◆ **Суть задания**:
Допишите, пожалуйста, продолжение отрывка о Даргомыжском, начав сразу после его последнего предложения.

Правда, семь лет спустя Пушкин цитировал в эпиграфе к «Каменному гостю» текст из моцартовского «Дон Жуана», воздав, таким образом, косвенную похвалу либреттисту Да Понте. В ту же болдинскую осень в другой «маленькой трагедии» он вспомнил о Бомарше, написавшем для Сальери либретто оперы «Тарар», причем пушкинский Моцарт называет Бомарше гением, подчинившим тем не менее свой «чин» «чину» музыканта, и Пушкин вовсе не порицает его за это.

Таким образом, вся проблема приоритета слова или звука не поддается канонизации вследствие своей подвижности, обусловленной конкретной практикой в сфере оперного искусства.

В длительном вековом споре о соотношении поэзии и музыки Даргомыжский, как мне кажется, был ближе к Глюку, нежели к Моцарту. Уже в начале своего творческого пути он проявлял особо обостренное внимание к поэтическому слову. На это указывает глубокий знаток Даргомыжского М. С. Пекелис. Исследователь пишет: «… композитор уже не довольствуется общей связью, внешним соединением текста и музыки. Мелодия у него заметно индивидуализируется. Она словно рождается из выразительного прочтения данных стихов, вылепливается по этим словам. Профиль ее отражает звуковую форму определенного текста. Не всегда и не во всем мелодия молодого Даргомыжского интонационно выразительна. Однако приспособить эту мелодию к другим поэтическим текстам, как правило, очень трудно, для этого требуется коренная ее ломка, фактически — пересоздание»[381]. Далее М. С. Пекелис пишет, что в распоряжении Даргомыжского «звуковой прут», который он выгибает по слогам текста, пластично формируя таким образом очертания мелодии[382].

Если пользоваться метафорой Пекелиса, то можно утверждать, {221} что Даргомыжский на протяжении всей своей жизни не выпускал из рук этот «звуковой прут», приобретший исключительную гибкость в работе над «Каменным гостем».

В известном письме к Л. И. Кармалиной, датированном 9 декабря 1857 года, Даргомыжский с огромной убежденностью формулирует свое художественное кредо: «Я не намерен снизводить… музыку до забавы. Хочу, чтобы звук выражал слово. Хочу правды»[383].

Это высказывание, звучащее как лозунг, как девиз, возникает в контексте длинного письма, носящего доверительный характер. Даргомыжский жалуется Любови Ивановне Кармалиной — своей ученице и другу — на творческое одиночество, на всеобщее непонимание его музыки, на пренебрежительное к нему отношение со стороны дирекции императорских театров: «Большинство наших любителей музыки и газетных писак не признает во мне вдохновения»[384].

Уязвленный композитор словно забыл о том, что совсем недавно, в 1856 году, не какой-нибудь «газетный писака», а Александр Николаевич Серов опубликовал десять обширных и блестящих статей, посвященных «Русалке», в которых с большой силой утверждаются выдающиеся художественные достоинства оперы.

Даргомыжскому как будто нет до этого никакого дела, он очень низко ставит и современную критику, и современных композиторов, которых он называет «бездарными». (Напомним, что Глинки к этому времени не было на свете, а Мусоргский, Чайковский, Римский-Корсаков находились еще у порога творчества — кто ближе, кто дальше. )

(Записи набора данных для указания точек)
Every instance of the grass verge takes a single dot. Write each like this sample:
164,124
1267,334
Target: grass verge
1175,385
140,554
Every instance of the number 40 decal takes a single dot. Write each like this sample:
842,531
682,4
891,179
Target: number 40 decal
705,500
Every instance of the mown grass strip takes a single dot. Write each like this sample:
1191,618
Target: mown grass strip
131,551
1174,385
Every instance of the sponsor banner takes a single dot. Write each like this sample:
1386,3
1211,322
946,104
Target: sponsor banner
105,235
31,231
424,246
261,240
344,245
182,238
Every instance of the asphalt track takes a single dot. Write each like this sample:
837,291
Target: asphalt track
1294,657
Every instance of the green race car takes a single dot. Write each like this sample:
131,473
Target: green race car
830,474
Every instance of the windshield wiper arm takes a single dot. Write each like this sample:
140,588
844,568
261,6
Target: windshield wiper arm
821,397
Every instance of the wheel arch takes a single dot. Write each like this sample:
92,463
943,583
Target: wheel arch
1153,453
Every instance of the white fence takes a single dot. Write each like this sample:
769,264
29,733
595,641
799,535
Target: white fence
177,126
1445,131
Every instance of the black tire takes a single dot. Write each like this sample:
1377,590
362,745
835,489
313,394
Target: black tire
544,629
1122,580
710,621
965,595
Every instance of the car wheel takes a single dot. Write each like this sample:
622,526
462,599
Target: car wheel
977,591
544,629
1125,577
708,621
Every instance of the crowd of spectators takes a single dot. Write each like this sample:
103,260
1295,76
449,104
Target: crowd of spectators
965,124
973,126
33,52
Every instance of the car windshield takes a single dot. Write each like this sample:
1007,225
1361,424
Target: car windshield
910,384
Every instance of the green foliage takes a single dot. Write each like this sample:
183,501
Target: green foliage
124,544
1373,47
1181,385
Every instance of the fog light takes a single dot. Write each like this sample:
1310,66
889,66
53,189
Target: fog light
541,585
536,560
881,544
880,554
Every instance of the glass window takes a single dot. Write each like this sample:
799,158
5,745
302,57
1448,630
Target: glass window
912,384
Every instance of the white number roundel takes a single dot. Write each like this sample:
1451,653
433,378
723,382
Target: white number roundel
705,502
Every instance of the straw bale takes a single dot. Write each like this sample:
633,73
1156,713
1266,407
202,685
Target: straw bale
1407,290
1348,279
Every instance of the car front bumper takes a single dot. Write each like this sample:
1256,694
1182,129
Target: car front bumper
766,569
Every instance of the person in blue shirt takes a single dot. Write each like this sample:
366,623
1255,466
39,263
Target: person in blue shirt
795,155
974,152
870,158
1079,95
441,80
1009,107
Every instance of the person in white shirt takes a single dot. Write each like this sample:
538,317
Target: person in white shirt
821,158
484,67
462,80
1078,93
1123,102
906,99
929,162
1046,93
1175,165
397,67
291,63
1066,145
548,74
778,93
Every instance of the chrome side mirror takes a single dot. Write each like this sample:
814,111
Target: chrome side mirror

◆ **Ответ**:
По мнению Даргомыжского, миссия композитора высока и ответственна, поэтому он не имеет права «снизводить музыку до забавы». Даргомыжскому претила ложь в искусстве. Он жаждал правды, источником которой может стать слово.

К подобной цели в той или иной степени стремились и другие композиторы XIX века, но они не были столь категоричны и непреклонны, как Даргомыжский. Так, например, Чайковский, преклоняясь перед гениальностью пушкинского романа, хотел, по его собственному признанию, «написать музыкальную иллюстрацию к “Онегину”» (из письма к С. И. Танееву от 24 января 1878 года). Говоря об образе Татьяны, Чайковский подчеркивал, что он пытался его «иллюстрировать музыкально» (из письма к фон Мекк от 16 декабря 1877 года).

{222} Как видим, термин «иллюстрировать», который рассматривается в наши дни только в негативном плане, не представлялся автору «Онегина» снижающим или дискредитирующим художественное достоинство композитора. Характерно, что Чайковский не подвергает переоценке этот термин и после «Пиковой дамы» и «Иоланты», то есть тогда, когда он завершил свой путь гениального оперного композитора.

В ноябре 1892 года корреспондент журнала «Петербургская жизнь» задал ему такой вопрос: «В оперных сочинениях музыка иллюстрирует, дополняет и разъясняет текст; но если музыкальная идея сливается со словом, то как именно достигается это слияние? »[385] Чайковский не только не опроверг формулу корреспондента об иллюстрирующей функции музыки в «оперных сочинениях», но и закрепил ее в своем замечательном во многих отношениях ответе: «Трудно сказать. Большая или меньшая степень внутреннего родства между словом и иллюстрирующей его музыкой есть результат таинственного, от воли не зависящего процесса в творчестве, который описанию и выражению не поддается»[386].

Замечательно, что Чайковский, находившийся на вершине мировой славы, не сделал никаких попыток объяснить то, что, по его мнению, объяснению не подлежит (схоластические рассуждения о тайнах музыкального творчества были совершенно чужды этому великому художнику). Замечательно и другое: Чайковский, как мне кажется, полагал, что абсолютное слияние слова и музыки — понятие условное и абстрактное. Именно поэтому он с неотразимой убедительностью говорил только о «большей или меньшей степени внутреннего родства», которое может возникнуть между этими двумя художественными категориями, а стремление к их тождеству, вероятно, и бесцельно, и вряд ли вообще осуществимо.

Думается, что было бы неверно искать такое тождество и в «Каменном госте» Даргомыжского, несмотря на горячее желание композитора, чтобы «звук прямо выражал слово».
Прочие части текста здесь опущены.